- _GIVEN INSTRUCTION_
Reproduce all of the data that follows, character for character.

::: DATA PROVIDED

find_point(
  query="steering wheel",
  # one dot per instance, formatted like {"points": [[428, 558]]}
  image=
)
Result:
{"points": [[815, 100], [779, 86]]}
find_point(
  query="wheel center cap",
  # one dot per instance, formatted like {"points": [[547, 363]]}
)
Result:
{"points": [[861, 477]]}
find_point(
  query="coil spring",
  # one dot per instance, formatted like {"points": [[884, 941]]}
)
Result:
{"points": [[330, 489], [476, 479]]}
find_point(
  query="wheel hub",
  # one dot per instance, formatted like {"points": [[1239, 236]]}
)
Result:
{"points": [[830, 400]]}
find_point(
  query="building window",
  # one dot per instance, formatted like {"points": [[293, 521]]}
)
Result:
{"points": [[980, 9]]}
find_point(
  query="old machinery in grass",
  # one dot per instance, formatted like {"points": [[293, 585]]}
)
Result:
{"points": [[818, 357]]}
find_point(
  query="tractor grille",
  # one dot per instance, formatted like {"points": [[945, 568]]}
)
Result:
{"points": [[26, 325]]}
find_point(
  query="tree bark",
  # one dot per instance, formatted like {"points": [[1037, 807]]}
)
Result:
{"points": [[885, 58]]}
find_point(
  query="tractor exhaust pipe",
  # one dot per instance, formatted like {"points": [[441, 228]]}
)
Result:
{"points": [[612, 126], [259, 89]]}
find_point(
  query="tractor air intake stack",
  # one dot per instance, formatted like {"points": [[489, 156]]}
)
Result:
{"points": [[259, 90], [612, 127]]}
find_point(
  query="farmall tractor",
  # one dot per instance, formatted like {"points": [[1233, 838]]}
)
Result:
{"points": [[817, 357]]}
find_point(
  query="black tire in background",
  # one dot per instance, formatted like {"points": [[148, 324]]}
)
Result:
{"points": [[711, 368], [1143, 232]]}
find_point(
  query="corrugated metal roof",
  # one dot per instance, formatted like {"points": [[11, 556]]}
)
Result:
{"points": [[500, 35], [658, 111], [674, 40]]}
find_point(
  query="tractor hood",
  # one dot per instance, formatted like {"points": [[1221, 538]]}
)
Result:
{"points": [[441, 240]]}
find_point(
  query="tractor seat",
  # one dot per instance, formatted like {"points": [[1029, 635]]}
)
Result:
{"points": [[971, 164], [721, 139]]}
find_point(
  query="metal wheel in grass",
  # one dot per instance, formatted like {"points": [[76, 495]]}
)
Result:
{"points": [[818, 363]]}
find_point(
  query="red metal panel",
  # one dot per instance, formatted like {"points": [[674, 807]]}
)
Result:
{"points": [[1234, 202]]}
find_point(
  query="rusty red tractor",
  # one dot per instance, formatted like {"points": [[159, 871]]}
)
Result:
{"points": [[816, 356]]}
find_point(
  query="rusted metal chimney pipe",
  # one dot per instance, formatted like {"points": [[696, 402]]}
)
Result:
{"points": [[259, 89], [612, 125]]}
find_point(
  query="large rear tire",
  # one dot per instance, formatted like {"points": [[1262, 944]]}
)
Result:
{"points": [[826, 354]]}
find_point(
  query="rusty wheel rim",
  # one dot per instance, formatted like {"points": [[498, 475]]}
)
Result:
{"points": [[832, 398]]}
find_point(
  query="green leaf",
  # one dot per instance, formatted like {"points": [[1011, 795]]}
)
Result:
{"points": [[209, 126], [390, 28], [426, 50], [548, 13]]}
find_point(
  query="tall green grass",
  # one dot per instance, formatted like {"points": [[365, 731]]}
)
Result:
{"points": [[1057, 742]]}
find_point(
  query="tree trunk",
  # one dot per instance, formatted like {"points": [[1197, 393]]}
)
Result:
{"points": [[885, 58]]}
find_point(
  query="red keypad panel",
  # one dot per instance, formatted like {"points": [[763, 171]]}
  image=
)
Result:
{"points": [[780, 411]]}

::::::

- _EXERCISE OUTPUT_
find_point(
  query="steering wheel",
  # one dot per instance, formatted like {"points": [[428, 558]]}
  image=
)
Result:
{"points": [[815, 100], [779, 86]]}
find_point(
  query="wheel center cap",
  # one dot per instance, formatted like {"points": [[547, 363]]}
)
Result:
{"points": [[861, 477]]}
find_point(
  query="coil spring",
  # one dot per instance, formatted like {"points": [[884, 941]]}
)
Result:
{"points": [[330, 489], [476, 479]]}
find_point(
  query="wheel hub",
  # one dot per instance, formatted like {"points": [[1239, 236]]}
)
Result:
{"points": [[830, 400]]}
find_point(
  query="building window",
  # one dot per instance, formatted like {"points": [[293, 521]]}
)
Result:
{"points": [[980, 9]]}
find_point(
  query="old machinery in grass",
  # one dot per instance, formatted like {"points": [[293, 585]]}
)
Result:
{"points": [[818, 357]]}
find_point(
  query="tractor grille",
  # one dot per instance, formatted like {"points": [[945, 568]]}
)
Result:
{"points": [[26, 325]]}
find_point(
  query="tree bark",
  # one dot per instance, formatted like {"points": [[1037, 807]]}
)
Result:
{"points": [[885, 58]]}
find_point(
  query="tractor exhaust pipe",
  # one dot per instance, formatted like {"points": [[441, 228]]}
)
Result:
{"points": [[612, 126], [259, 89]]}
find_point(
  query="tractor air intake stack",
  # one dot per instance, formatted like {"points": [[489, 156]]}
)
Result:
{"points": [[259, 90], [612, 127]]}
find_point(
  query="farmall tractor",
  # one dot per instance, formatted like {"points": [[1233, 838]]}
)
Result:
{"points": [[817, 357]]}
find_point(
  query="black tire in background",
  # one dot per instance, formatted like {"points": [[148, 324]]}
)
Result:
{"points": [[711, 368], [1143, 232]]}
find_point(
  query="corrugated metal roof",
  # one dot per instance, formatted like {"points": [[11, 556]]}
)
Result:
{"points": [[500, 35], [658, 111], [674, 40]]}
find_point(
  query="tractor hood",
  # one dot per instance, formatted like {"points": [[1221, 538]]}
)
Result:
{"points": [[441, 240]]}
find_point(
  query="tractor seat",
  # one dot per instance, formatted like {"points": [[1029, 635]]}
)
Result:
{"points": [[971, 164], [721, 139]]}
find_point(
  query="metal wheel in grass",
  # one dot per instance, formatted like {"points": [[76, 495]]}
)
Result:
{"points": [[818, 363]]}
find_point(
  query="red metal panel",
  # one dot per instance, formatted like {"points": [[674, 807]]}
)
Result:
{"points": [[1234, 202]]}
find_point(
  query="rusty red tractor",
  # one dot per instance, formatted like {"points": [[159, 871]]}
)
Result:
{"points": [[816, 356]]}
find_point(
  query="rusted metal chimney pipe",
  # one dot per instance, formatted like {"points": [[696, 402]]}
)
Result:
{"points": [[259, 89], [612, 125]]}
find_point(
  query="large rear tire",
  # one dot per instance, formatted like {"points": [[1262, 944]]}
)
Result:
{"points": [[826, 354]]}
find_point(
  query="rusty wheel rim",
  # one dot per instance, formatted like {"points": [[498, 475]]}
)
Result:
{"points": [[832, 398]]}
find_point(
  query="green leaf",
  # one dot per instance, formatted like {"points": [[1011, 795]]}
)
Result:
{"points": [[209, 126], [390, 28], [426, 50], [548, 13]]}
find_point(
  query="tall green grass",
  # one dot per instance, formatted like {"points": [[365, 731]]}
)
Result:
{"points": [[1057, 742]]}
find_point(
  query="tree trunk",
  # one dot per instance, formatted like {"points": [[1197, 393]]}
)
Result:
{"points": [[885, 58]]}
find_point(
  query="red keypad panel",
  # one dot per instance, formatted like {"points": [[763, 171]]}
  image=
)
Result:
{"points": [[780, 411]]}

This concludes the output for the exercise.